WORK REQUIRED. What lines of the data hold the string "instance"? Copy them all.

►

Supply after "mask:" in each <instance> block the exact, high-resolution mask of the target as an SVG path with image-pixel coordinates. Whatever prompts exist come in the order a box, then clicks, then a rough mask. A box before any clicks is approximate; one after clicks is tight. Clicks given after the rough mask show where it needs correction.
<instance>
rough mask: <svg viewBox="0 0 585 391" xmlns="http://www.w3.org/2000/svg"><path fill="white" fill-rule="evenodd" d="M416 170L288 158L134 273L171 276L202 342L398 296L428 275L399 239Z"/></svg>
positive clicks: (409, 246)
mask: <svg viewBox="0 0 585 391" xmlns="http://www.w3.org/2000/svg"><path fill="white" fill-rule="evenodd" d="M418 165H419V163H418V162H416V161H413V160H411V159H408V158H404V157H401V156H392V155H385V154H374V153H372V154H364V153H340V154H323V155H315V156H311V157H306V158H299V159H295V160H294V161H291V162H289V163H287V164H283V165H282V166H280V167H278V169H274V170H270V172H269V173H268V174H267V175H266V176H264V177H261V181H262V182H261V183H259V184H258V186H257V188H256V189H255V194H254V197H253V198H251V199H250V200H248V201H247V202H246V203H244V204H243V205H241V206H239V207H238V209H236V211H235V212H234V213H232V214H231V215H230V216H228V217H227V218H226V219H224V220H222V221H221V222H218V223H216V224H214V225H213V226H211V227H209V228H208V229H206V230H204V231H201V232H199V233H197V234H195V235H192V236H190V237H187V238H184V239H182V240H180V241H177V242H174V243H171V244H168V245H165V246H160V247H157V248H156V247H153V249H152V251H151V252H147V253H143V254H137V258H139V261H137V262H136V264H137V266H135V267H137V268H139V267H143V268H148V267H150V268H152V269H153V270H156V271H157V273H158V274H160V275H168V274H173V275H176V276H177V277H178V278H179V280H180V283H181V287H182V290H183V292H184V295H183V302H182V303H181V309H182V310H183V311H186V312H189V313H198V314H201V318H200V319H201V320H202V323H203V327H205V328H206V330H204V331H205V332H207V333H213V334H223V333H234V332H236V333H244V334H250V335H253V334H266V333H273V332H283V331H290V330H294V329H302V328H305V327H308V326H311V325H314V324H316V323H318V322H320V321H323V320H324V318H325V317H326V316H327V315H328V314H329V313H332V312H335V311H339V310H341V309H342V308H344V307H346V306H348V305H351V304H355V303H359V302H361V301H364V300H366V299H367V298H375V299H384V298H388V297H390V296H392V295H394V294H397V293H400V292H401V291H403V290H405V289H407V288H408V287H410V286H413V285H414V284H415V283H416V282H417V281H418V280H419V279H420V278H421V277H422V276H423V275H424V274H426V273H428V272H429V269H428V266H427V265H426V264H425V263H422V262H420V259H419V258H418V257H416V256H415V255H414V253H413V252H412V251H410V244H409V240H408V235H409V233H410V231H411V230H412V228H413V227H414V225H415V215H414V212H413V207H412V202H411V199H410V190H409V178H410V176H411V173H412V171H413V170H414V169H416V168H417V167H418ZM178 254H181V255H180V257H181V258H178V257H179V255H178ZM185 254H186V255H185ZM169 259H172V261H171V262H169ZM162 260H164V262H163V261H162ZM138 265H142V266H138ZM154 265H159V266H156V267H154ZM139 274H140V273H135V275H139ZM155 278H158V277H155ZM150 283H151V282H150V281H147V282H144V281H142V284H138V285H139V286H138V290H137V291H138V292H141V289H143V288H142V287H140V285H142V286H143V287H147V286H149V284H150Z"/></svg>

◄

EXERCISE ANSWER.
Supply after "mask:" in each <instance> block the exact, high-resolution mask of the target as an SVG path with image-pixel coordinates. Whatever prompts exist come in the order a box, then clicks, then a rough mask. A box before any clicks is approximate; one after clicks is tight. Clicks given after the rough mask show where it needs correction.
<instance>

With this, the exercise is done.